● Dataset excerpts
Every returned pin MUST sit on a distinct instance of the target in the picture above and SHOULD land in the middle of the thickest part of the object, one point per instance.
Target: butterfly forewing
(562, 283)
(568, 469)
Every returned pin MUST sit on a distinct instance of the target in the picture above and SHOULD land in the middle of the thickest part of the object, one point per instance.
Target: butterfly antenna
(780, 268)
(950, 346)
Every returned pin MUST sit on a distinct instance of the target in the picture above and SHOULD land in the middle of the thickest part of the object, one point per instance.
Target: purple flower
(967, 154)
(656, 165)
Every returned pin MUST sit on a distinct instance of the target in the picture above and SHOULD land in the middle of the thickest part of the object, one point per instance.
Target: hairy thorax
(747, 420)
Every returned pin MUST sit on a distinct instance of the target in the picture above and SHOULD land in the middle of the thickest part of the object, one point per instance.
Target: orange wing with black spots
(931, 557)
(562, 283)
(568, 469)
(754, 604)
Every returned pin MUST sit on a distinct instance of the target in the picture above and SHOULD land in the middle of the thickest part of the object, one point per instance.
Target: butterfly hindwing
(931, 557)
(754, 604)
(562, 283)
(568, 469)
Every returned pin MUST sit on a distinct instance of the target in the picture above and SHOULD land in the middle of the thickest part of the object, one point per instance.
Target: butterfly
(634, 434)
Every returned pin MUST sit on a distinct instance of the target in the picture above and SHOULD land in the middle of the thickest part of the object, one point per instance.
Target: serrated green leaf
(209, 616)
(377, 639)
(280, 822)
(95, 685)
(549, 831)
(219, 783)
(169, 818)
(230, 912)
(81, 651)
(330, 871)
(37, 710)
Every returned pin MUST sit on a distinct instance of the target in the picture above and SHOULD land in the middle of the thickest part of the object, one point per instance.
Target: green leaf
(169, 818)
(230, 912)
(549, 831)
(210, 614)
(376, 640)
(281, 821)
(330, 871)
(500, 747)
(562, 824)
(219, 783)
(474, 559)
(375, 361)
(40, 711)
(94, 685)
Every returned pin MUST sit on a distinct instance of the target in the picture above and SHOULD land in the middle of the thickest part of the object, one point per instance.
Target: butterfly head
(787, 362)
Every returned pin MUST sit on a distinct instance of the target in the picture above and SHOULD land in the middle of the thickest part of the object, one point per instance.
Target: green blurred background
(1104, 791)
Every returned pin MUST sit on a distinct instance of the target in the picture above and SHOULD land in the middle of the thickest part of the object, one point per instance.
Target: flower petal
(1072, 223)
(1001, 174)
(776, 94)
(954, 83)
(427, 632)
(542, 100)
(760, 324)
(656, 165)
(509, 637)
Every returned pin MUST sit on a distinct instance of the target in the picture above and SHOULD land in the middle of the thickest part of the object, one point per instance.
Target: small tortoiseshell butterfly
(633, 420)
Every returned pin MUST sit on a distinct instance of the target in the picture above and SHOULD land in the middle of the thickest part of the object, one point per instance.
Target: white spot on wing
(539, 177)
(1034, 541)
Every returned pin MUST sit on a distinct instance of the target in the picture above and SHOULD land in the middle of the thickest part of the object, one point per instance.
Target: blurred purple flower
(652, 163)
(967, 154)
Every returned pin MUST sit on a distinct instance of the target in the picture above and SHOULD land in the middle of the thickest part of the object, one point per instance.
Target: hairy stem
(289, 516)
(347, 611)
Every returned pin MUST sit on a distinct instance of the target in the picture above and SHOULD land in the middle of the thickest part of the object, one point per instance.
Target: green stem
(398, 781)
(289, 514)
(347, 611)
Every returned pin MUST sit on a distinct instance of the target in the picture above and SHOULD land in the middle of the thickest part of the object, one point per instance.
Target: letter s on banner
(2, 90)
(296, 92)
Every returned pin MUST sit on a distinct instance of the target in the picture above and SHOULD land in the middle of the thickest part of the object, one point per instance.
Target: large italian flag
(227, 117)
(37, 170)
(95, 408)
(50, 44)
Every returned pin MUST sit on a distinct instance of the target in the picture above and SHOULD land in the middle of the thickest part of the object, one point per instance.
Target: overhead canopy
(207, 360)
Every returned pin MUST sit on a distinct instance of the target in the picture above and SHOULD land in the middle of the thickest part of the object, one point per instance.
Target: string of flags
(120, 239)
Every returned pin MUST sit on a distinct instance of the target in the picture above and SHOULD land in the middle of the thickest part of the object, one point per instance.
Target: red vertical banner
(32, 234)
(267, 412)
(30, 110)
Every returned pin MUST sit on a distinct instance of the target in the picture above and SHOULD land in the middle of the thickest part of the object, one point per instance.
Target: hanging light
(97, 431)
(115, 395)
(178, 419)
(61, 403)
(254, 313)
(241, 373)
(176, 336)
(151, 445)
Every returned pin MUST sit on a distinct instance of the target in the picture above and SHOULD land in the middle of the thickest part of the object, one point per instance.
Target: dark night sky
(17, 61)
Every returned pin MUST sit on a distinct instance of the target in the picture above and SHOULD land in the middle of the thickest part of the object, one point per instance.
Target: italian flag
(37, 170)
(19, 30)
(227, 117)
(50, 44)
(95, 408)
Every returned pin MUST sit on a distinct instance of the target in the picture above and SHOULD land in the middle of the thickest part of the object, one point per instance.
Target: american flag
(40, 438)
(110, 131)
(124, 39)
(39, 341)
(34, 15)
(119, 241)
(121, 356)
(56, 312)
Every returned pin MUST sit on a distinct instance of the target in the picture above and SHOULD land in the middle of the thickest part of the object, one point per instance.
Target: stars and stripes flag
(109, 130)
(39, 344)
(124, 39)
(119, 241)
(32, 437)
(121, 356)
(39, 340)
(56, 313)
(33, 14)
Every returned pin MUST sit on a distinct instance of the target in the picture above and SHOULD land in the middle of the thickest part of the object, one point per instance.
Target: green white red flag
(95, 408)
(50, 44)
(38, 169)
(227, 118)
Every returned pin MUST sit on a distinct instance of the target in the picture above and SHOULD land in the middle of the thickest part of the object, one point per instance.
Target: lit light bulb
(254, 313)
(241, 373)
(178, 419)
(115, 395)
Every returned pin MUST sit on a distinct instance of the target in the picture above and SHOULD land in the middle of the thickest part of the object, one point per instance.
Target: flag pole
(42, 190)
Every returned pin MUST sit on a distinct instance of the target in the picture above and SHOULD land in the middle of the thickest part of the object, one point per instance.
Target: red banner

● EXERCISE DIRECTIONS
Return the data above in full, keeping each line exactly as it stands.

● ANSWER FOR THE TASK
Every returned pin MUST sit on a distinct instance of the target in the picture above and SHOULD land in the middle of the thickest part of the object, one point per instance.
Target: butterfly forewing
(562, 283)
(568, 469)
Every returned pin MUST sit on a distinct instance of the target in the picture above and SHOULD land in the middle of the thickest part of the object, one point per instance.
Target: butterfly antenna
(780, 268)
(950, 346)
Every returned pin MUST sit on a distinct instance of the target in the picture above and SHOULD land in the middle of the thickest part of the object, one point per instance.
Target: purple flower
(967, 154)
(656, 165)
Every returned pin MUST sit on a distinct instance of the target in the picture above and SHOULD land in the middle of the thickest part of the object, one point per instance.
Target: hairy thorax
(747, 420)
Every returned pin MUST sit on a distinct instance of the target in the picture above and SHOULD land in the middle of the thickest part of the object, one point per instance.
Target: orange wing with black spots
(931, 557)
(562, 283)
(568, 469)
(754, 604)
Every returned pin MUST sit on a distinct instance of the target in the picture above and SHOULD land in the middle of the thickest part of the object, one point per instance.
Target: butterfly hindwing
(931, 557)
(754, 604)
(562, 283)
(568, 469)
Every returned pin MUST sit on a distinct instance of the target in the picture above and SHOULD land in the middle of the thickest part of the object, one point per instance.
Target: butterfly
(634, 434)
Every returned pin MUST sit on a distinct instance of the target in the picture above and SHOULD land in the middle of the thickest part of the object, one point per instance.
Target: serrated green leaf
(209, 616)
(377, 639)
(280, 822)
(95, 685)
(549, 831)
(219, 783)
(169, 818)
(230, 912)
(81, 651)
(330, 871)
(37, 710)
Every returned pin MUST sit on a distinct instance of the target in the picture above and SHOULD land in the middle of the thickest part of the object, one point per instance.
Target: green leaf
(169, 818)
(230, 912)
(549, 831)
(210, 614)
(376, 640)
(281, 821)
(330, 871)
(500, 747)
(562, 824)
(219, 783)
(474, 559)
(375, 361)
(40, 711)
(94, 685)
Every returned pin MUST sit on a distinct instance of the target in the picture above and SHOULD land in the middle of the thickest part of the object, one point per instance.
Target: butterfly head
(787, 362)
Every returned pin MUST sit on a distinct instance of the target in the picture above and SHOULD land in the middle of the thickest part of the object, one point per instance.
Target: green blurred background
(1104, 791)
Every returned pin MUST sit on a distinct instance of the target in the picture above and SHOULD land in the middle of the thickest part of the object, one point per instance.
Target: flower petal
(1072, 223)
(1001, 174)
(776, 94)
(954, 83)
(427, 632)
(542, 100)
(760, 324)
(656, 165)
(509, 637)
Every returned pin MUST sit on a distinct instance of the target in the picture above and SHOULD land in the middle of the thickest part of the object, one point per instance.
Target: small tortoiseshell butterfly
(633, 420)
Every returned pin MUST sit on a distinct instance of the target in the picture above and SHOULD land in the middle of the thickest part of the object, one point per instance.
Target: white spot on wing
(539, 177)
(1034, 541)
Every returned pin MUST sit on a distinct instance of the target in the picture above and SHOULD land in the middle of the thickest part of the object, one point per instance.
Target: blurred purple flower
(652, 163)
(967, 154)
Every returned pin MUST sit on a distinct instance of the target in the picture above and SHOULD land in the middle of the thickest part of the object, one point per instance.
Target: hairy stem
(289, 516)
(347, 611)
Every returned pin MUST sit on a distinct instance of the target in the picture above and SHOULD land in the middle of the thickest part of the object, one point per instance.
Target: green stem
(398, 781)
(289, 514)
(347, 611)
Every returned pin MUST sit on a distinct instance of the target in the picture above and SHOULD land in the middle of the thickest part of the object, one point per instance.
Target: letter s on banner
(2, 90)
(296, 92)
Every returned pin MUST sit on a distinct instance of the target in the picture above and SHOULD land in the middle of the thickest part of the object, one point per instance.
Target: large italian flag
(227, 117)
(37, 170)
(95, 408)
(50, 44)
Every returned pin MUST sit on a distinct instance of the target in the picture above and SHOULD land in the middle of the thickest part of the object, one point per instance.
Target: overhead canopy
(207, 360)
Every returned pin MUST sit on a distinct instance of the target in the picture above and SHOULD land in the middle of the thickest part of the object, one point per instance.
Target: string of flags
(120, 239)
Every returned pin MUST sit on a distinct instance of the target in the picture above and SHOULD land in the middle of the thickest part of the object, one point per instance.
Target: red vertical banner
(32, 234)
(267, 412)
(30, 110)
Every returned pin MUST sit on a distinct instance of the target in the picture above and SHOULD land in the middle of the thickest part of the object, one point per instance.
Target: hanging light
(97, 431)
(115, 395)
(178, 419)
(61, 403)
(254, 313)
(241, 373)
(176, 336)
(151, 445)
Every returned pin MUST sit on a distinct instance of the target in the picture above and SHOULD land in the middle of the thickest part of the object, one point per instance.
Target: dark night sky
(17, 61)
Every returned pin MUST sit on a distinct instance of the target in the picture above and SHOULD land in the middle of the thickest part of the object, one point per instance.
Target: italian flag
(37, 170)
(19, 30)
(227, 117)
(50, 44)
(95, 408)
Every returned pin MUST sit on a distinct instance of the target in the picture above and SHOULD land in the middle of the thickest part of the object, one point per instance.
Target: american flag
(40, 438)
(110, 131)
(124, 39)
(39, 341)
(34, 15)
(119, 241)
(121, 356)
(56, 312)
Every returned pin MUST sit on a distinct instance of the target in the picture above and SHOULD land in the middle of the thickest part of the object, one point per instance.
Target: stars and stripes flag
(109, 130)
(39, 344)
(124, 39)
(119, 241)
(32, 437)
(121, 356)
(39, 340)
(56, 313)
(33, 14)
Every returned pin MUST sit on a distinct instance of the target in the picture above and SHOULD land in the middle of the thickest part of the object, one point per instance.
Target: green white red flag
(95, 408)
(50, 44)
(38, 169)
(227, 118)
Every returned pin MUST sit on a distinct instance of the target in the picture above and SHOULD land in the middle of the thickest part of the object, one point per instance.
Target: lit light bulb
(254, 313)
(241, 373)
(178, 419)
(115, 395)
Every returned pin MUST sit on a distinct instance of the target in the picture above and SHOULD land in the middle of the thickest part of the object, one point per instance.
Target: flag pole
(42, 190)
Every returned pin MUST sit on a distinct instance of the target in the picture above and SHOULD land in the middle of the thickest part of the object, one point per instance.
Target: red banner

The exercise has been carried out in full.